EXERCISE DESCRIPTION |
What you should repeat is the run of lines from the top of the listing below through the line with "For the audit, pick out each instance of the white", exactly, with no pictures.

INPUT |
--

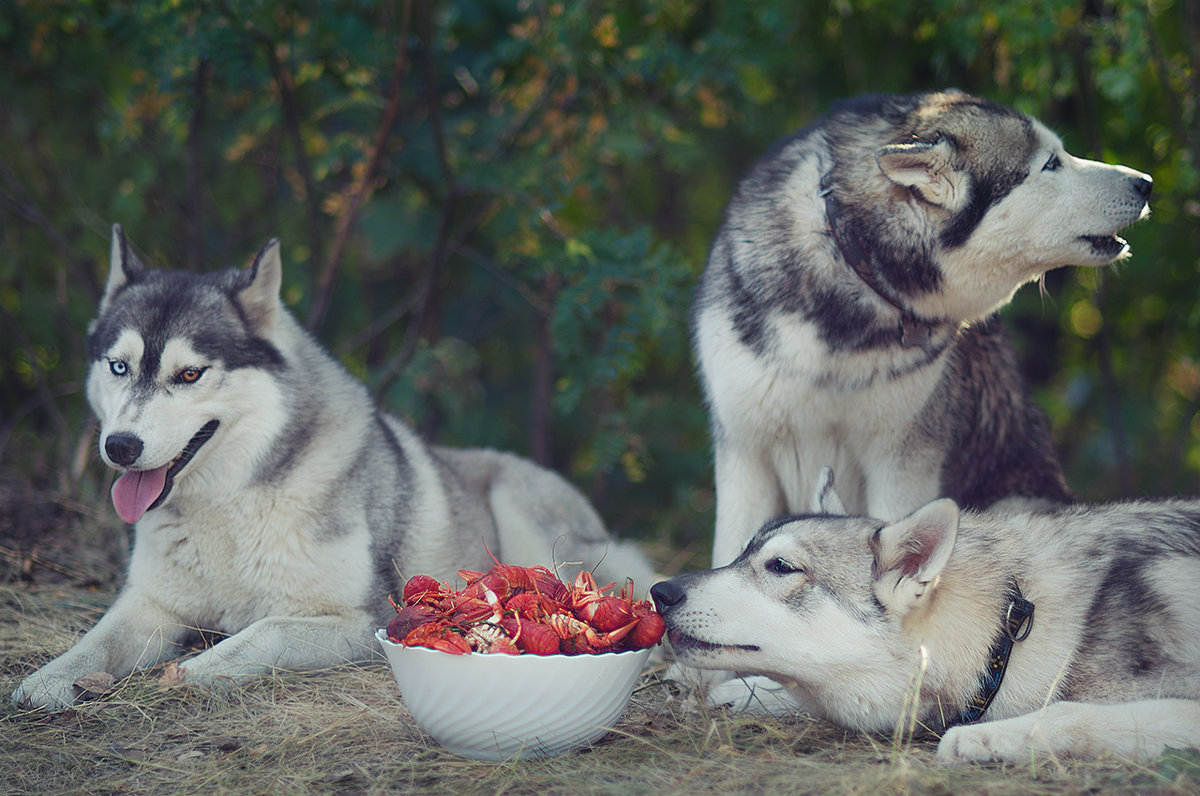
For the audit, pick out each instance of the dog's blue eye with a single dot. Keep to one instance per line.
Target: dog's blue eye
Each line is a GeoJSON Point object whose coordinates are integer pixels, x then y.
{"type": "Point", "coordinates": [781, 567]}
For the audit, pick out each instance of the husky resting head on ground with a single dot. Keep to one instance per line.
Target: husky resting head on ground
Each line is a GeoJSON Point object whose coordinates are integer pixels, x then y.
{"type": "Point", "coordinates": [273, 501]}
{"type": "Point", "coordinates": [874, 623]}
{"type": "Point", "coordinates": [845, 313]}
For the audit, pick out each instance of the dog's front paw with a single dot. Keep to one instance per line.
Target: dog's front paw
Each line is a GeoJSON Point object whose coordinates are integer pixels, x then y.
{"type": "Point", "coordinates": [46, 690]}
{"type": "Point", "coordinates": [991, 741]}
{"type": "Point", "coordinates": [756, 695]}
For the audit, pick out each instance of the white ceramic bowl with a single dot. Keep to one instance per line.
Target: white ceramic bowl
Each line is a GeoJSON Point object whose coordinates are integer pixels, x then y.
{"type": "Point", "coordinates": [497, 706]}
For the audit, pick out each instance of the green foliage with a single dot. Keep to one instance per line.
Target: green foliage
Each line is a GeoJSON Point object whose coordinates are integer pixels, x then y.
{"type": "Point", "coordinates": [528, 190]}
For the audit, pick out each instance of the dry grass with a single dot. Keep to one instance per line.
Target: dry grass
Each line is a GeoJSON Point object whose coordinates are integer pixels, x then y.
{"type": "Point", "coordinates": [346, 731]}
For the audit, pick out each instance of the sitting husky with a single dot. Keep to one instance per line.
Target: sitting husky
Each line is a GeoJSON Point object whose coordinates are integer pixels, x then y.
{"type": "Point", "coordinates": [273, 501]}
{"type": "Point", "coordinates": [1069, 632]}
{"type": "Point", "coordinates": [845, 313]}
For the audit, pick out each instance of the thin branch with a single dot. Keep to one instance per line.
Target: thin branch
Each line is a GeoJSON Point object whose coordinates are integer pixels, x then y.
{"type": "Point", "coordinates": [195, 165]}
{"type": "Point", "coordinates": [363, 186]}
{"type": "Point", "coordinates": [292, 125]}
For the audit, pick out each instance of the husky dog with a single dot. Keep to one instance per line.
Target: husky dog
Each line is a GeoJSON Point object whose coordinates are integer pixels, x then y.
{"type": "Point", "coordinates": [273, 501]}
{"type": "Point", "coordinates": [845, 313]}
{"type": "Point", "coordinates": [874, 624]}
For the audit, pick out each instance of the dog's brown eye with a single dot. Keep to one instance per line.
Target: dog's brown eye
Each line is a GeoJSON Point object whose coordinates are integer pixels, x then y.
{"type": "Point", "coordinates": [781, 567]}
{"type": "Point", "coordinates": [190, 375]}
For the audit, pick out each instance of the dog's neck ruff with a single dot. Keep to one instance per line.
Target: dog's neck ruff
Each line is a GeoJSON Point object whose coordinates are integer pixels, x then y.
{"type": "Point", "coordinates": [912, 331]}
{"type": "Point", "coordinates": [1017, 626]}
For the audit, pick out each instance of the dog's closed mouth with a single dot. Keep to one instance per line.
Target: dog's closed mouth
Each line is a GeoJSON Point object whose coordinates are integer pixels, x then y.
{"type": "Point", "coordinates": [1105, 245]}
{"type": "Point", "coordinates": [684, 642]}
{"type": "Point", "coordinates": [139, 490]}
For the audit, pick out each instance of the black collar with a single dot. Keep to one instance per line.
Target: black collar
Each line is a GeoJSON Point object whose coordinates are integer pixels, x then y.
{"type": "Point", "coordinates": [1017, 626]}
{"type": "Point", "coordinates": [913, 331]}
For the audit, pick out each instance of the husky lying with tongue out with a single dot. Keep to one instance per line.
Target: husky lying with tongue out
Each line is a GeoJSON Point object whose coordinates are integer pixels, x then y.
{"type": "Point", "coordinates": [274, 502]}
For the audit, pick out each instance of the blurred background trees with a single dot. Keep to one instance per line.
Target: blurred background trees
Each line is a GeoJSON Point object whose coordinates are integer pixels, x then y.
{"type": "Point", "coordinates": [495, 211]}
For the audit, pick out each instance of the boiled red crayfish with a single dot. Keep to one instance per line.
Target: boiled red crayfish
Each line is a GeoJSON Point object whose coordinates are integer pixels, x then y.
{"type": "Point", "coordinates": [522, 609]}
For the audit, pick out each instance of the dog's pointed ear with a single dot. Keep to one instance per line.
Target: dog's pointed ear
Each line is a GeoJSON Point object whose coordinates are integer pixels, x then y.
{"type": "Point", "coordinates": [261, 299]}
{"type": "Point", "coordinates": [927, 168]}
{"type": "Point", "coordinates": [124, 267]}
{"type": "Point", "coordinates": [826, 500]}
{"type": "Point", "coordinates": [911, 554]}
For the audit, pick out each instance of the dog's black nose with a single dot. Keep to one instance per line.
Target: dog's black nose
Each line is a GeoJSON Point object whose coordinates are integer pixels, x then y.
{"type": "Point", "coordinates": [123, 449]}
{"type": "Point", "coordinates": [1144, 185]}
{"type": "Point", "coordinates": [666, 594]}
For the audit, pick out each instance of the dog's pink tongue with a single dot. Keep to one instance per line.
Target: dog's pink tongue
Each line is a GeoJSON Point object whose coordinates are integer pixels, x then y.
{"type": "Point", "coordinates": [136, 490]}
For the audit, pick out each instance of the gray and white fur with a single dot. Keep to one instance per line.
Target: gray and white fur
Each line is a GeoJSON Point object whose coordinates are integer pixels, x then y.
{"type": "Point", "coordinates": [874, 623]}
{"type": "Point", "coordinates": [273, 501]}
{"type": "Point", "coordinates": [846, 312]}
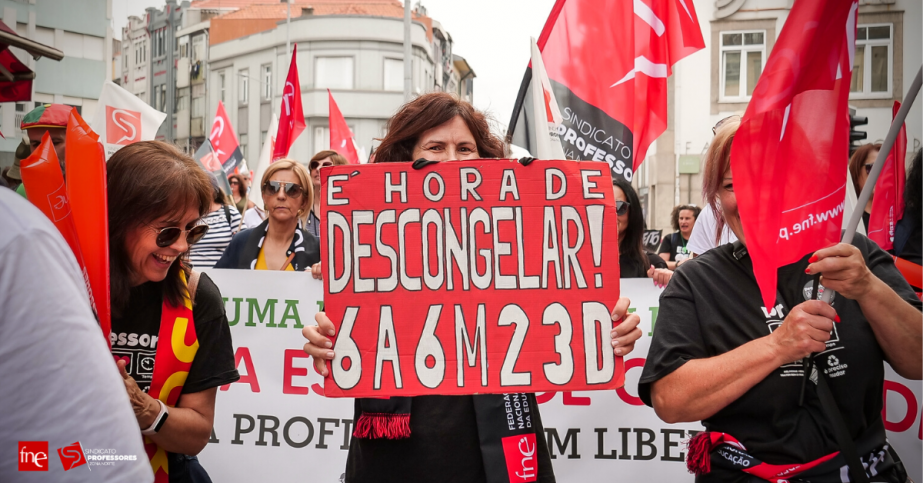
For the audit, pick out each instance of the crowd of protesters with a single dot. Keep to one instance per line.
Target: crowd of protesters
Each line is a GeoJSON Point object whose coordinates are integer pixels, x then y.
{"type": "Point", "coordinates": [167, 217]}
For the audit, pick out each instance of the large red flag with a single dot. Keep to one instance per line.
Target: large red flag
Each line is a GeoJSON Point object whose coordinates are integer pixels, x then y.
{"type": "Point", "coordinates": [89, 205]}
{"type": "Point", "coordinates": [608, 63]}
{"type": "Point", "coordinates": [41, 173]}
{"type": "Point", "coordinates": [888, 203]}
{"type": "Point", "coordinates": [789, 157]}
{"type": "Point", "coordinates": [291, 121]}
{"type": "Point", "coordinates": [341, 138]}
{"type": "Point", "coordinates": [224, 142]}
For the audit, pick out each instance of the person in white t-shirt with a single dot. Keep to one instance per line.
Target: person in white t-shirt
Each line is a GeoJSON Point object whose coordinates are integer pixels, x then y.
{"type": "Point", "coordinates": [59, 383]}
{"type": "Point", "coordinates": [705, 232]}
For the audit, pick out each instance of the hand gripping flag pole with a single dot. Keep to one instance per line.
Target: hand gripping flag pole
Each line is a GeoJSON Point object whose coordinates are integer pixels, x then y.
{"type": "Point", "coordinates": [883, 153]}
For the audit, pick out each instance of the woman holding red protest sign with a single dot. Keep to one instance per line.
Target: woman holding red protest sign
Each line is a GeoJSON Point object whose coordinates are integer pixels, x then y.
{"type": "Point", "coordinates": [171, 368]}
{"type": "Point", "coordinates": [446, 438]}
{"type": "Point", "coordinates": [281, 241]}
{"type": "Point", "coordinates": [720, 357]}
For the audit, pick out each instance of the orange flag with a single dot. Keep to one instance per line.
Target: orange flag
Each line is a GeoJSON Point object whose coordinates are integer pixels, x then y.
{"type": "Point", "coordinates": [86, 190]}
{"type": "Point", "coordinates": [44, 182]}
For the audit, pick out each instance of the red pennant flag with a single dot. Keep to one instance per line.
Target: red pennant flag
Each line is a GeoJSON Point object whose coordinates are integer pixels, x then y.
{"type": "Point", "coordinates": [608, 63]}
{"type": "Point", "coordinates": [789, 157]}
{"type": "Point", "coordinates": [86, 191]}
{"type": "Point", "coordinates": [888, 203]}
{"type": "Point", "coordinates": [341, 138]}
{"type": "Point", "coordinates": [291, 121]}
{"type": "Point", "coordinates": [224, 141]}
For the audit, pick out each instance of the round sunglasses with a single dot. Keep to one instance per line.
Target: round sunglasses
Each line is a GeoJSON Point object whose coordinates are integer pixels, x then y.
{"type": "Point", "coordinates": [168, 236]}
{"type": "Point", "coordinates": [292, 190]}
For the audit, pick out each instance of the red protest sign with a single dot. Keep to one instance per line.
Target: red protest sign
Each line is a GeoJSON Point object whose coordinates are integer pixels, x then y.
{"type": "Point", "coordinates": [467, 277]}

--

TASK OUTPUT |
For the audit, pick out each instance of the dog's blue eye with a single dot. Keep to one instance per line.
Target: dog's blue eye
Each line is a GeoJSON Point object whose coordinates are integer pixels, x then y.
{"type": "Point", "coordinates": [781, 567]}
For the audit, pick out each instance of the husky resting head on ground with a single dot. Keep to one instance per line.
Target: husky resting head on ground
Each line is a GeoJSON Point object whose coordinates are integer pixels, x then y.
{"type": "Point", "coordinates": [273, 501]}
{"type": "Point", "coordinates": [874, 623]}
{"type": "Point", "coordinates": [845, 313]}
For the audit, pick out each instance of the dog's front paw with a single dot. Keep to one instance per line.
Target: dog's front paw
Each line is a GeoJSON Point object whose coordinates are integer pixels, x then y.
{"type": "Point", "coordinates": [46, 690]}
{"type": "Point", "coordinates": [991, 741]}
{"type": "Point", "coordinates": [756, 695]}
For the audit, pick out each instance of the white ceramic bowl with a single dot. Keep to one instance per line.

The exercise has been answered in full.